### The task
Pull out every line in the listing below that contains the string "parked", copying each one in full.

◆ ◆ ◆ ◆ ◆ ◆ ◆

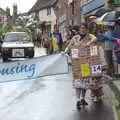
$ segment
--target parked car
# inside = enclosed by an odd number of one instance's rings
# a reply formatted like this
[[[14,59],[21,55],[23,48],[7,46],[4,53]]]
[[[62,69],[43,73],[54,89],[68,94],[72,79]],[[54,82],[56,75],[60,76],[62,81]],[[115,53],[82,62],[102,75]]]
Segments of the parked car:
[[[6,33],[1,45],[1,56],[3,61],[8,61],[9,58],[33,58],[32,38],[25,32]]]

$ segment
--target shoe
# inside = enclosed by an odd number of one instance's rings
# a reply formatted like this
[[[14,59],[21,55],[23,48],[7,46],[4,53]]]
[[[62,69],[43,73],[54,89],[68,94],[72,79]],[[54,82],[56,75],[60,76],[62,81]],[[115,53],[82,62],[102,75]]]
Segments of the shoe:
[[[81,105],[88,105],[88,103],[87,103],[84,99],[82,99],[82,100],[80,101],[80,103],[81,103]]]
[[[79,110],[79,109],[81,109],[81,106],[80,106],[80,101],[77,101],[76,106],[77,106],[77,109],[78,109],[78,110]]]

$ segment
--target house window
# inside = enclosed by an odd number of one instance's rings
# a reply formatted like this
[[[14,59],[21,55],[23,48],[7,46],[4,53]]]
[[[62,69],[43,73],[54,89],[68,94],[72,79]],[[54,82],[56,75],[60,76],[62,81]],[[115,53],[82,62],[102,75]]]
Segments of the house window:
[[[51,8],[47,8],[47,15],[51,15]]]

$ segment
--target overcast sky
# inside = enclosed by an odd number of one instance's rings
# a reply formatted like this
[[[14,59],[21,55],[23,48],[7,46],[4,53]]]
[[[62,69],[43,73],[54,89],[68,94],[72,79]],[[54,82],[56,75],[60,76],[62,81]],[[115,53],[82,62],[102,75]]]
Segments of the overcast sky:
[[[11,9],[13,4],[18,5],[18,12],[27,12],[36,2],[37,0],[0,0],[0,7],[4,10],[8,6]]]

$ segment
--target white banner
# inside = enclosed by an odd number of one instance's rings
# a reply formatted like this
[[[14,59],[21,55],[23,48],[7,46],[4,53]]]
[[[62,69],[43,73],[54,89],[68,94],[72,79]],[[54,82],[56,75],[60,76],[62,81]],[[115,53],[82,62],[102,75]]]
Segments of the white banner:
[[[68,58],[53,54],[39,58],[0,64],[0,82],[10,82],[68,73]]]

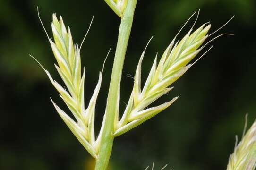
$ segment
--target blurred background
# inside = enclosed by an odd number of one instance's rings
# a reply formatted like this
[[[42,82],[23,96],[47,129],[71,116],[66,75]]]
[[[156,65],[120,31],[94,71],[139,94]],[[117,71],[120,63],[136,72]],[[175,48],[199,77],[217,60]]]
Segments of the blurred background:
[[[240,139],[249,113],[256,118],[256,4],[253,0],[138,0],[123,69],[121,112],[128,102],[137,63],[149,39],[143,63],[145,77],[157,52],[162,55],[183,24],[201,9],[196,27],[211,21],[215,35],[234,33],[212,42],[213,48],[173,85],[157,103],[179,95],[153,119],[116,138],[110,170],[224,170]],[[85,67],[86,105],[110,48],[96,108],[100,128],[106,105],[119,18],[103,0],[0,0],[0,170],[93,170],[94,160],[61,119],[50,97],[65,110],[37,59],[60,82],[36,6],[50,36],[51,15],[62,15],[80,44],[94,20],[81,51]],[[195,17],[181,32],[188,31]],[[209,46],[210,47],[210,46]]]

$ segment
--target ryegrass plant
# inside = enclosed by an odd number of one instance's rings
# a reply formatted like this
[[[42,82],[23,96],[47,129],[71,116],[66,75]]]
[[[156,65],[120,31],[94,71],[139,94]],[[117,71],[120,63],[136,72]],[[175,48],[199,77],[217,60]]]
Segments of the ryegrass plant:
[[[98,83],[85,109],[85,73],[84,68],[83,69],[81,66],[81,48],[74,43],[70,29],[65,26],[61,17],[58,19],[55,14],[52,16],[51,24],[53,40],[49,37],[47,33],[46,34],[58,63],[55,65],[55,68],[66,88],[54,80],[49,72],[42,66],[54,87],[59,92],[60,97],[74,116],[75,120],[51,100],[53,105],[77,139],[95,158],[95,170],[107,168],[115,137],[155,116],[178,99],[176,97],[159,106],[148,108],[173,88],[169,87],[195,63],[189,64],[204,49],[206,44],[202,46],[203,43],[211,35],[208,34],[211,25],[207,23],[194,32],[193,25],[180,41],[176,41],[177,34],[167,47],[158,63],[157,57],[155,57],[145,83],[141,89],[141,65],[145,49],[136,69],[134,85],[129,100],[120,119],[120,83],[137,0],[105,0],[105,1],[121,17],[121,24],[105,113],[97,138],[94,132],[95,108],[102,84],[102,71],[100,72]]]
[[[246,117],[246,126],[247,123]],[[236,136],[236,144],[234,153],[230,157],[227,170],[252,170],[256,167],[256,121],[237,144],[237,136]]]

◆ ◆ ◆ ◆ ◆ ◆ ◆

### Task answer
--target parked car
Segments of the parked car:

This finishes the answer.